## WHAT YOU WILL DO:
Your reply should repeat all records verbatim and contain no images.
########
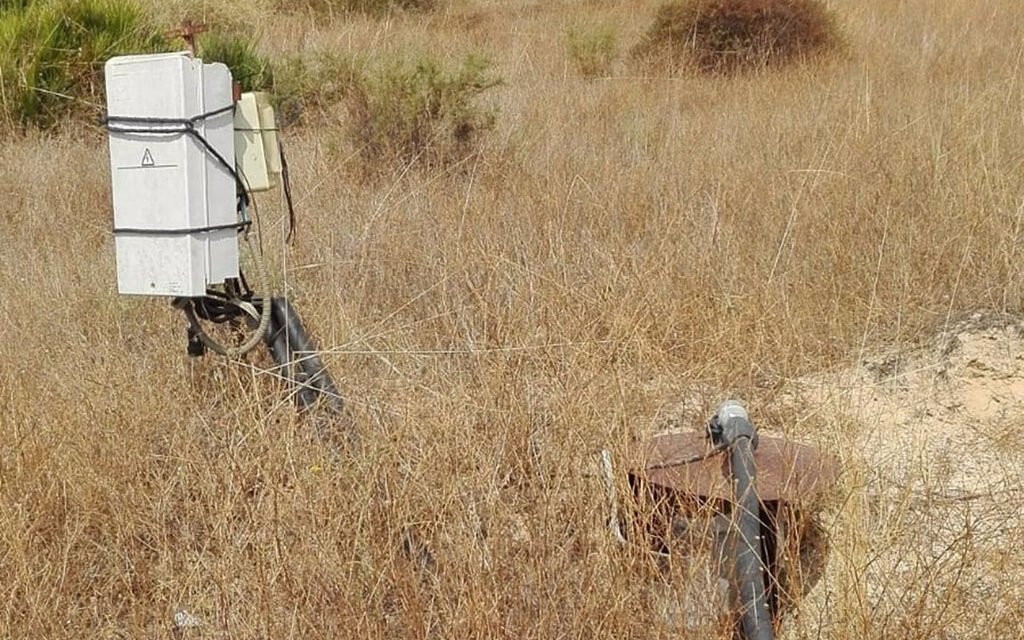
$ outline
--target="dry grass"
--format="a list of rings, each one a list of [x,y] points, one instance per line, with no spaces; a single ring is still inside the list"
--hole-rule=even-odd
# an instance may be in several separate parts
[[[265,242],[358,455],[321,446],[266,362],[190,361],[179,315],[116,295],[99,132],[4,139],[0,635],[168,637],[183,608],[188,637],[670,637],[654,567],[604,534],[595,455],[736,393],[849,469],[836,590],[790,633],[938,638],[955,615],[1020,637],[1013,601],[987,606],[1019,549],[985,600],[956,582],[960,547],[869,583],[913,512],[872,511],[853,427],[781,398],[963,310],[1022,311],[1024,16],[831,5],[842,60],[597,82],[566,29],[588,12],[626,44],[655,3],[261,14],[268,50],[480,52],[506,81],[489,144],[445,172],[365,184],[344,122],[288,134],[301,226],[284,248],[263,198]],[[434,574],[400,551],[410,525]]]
########
## WRITTEN ANSWER:
$ outline
--target="dry grass"
--format="a list of rings, each one a list of [x,y] points, one instance per line, with no spaces; a single ring is still inside the list"
--hole-rule=even-odd
# an instance may be in several separate parts
[[[265,242],[358,455],[321,446],[266,362],[190,361],[179,315],[116,295],[99,132],[4,139],[0,635],[168,637],[183,608],[188,637],[670,637],[654,567],[604,534],[595,455],[736,393],[849,469],[836,590],[790,633],[938,638],[955,615],[1020,637],[1013,601],[987,606],[1019,549],[985,600],[956,582],[960,547],[869,583],[913,512],[872,511],[853,427],[781,398],[963,310],[1022,311],[1024,16],[831,5],[842,60],[597,82],[566,29],[588,12],[626,44],[655,3],[261,14],[268,50],[480,52],[506,81],[489,144],[445,172],[365,184],[344,122],[288,134],[301,226],[284,248],[263,198]],[[434,574],[400,551],[410,525]]]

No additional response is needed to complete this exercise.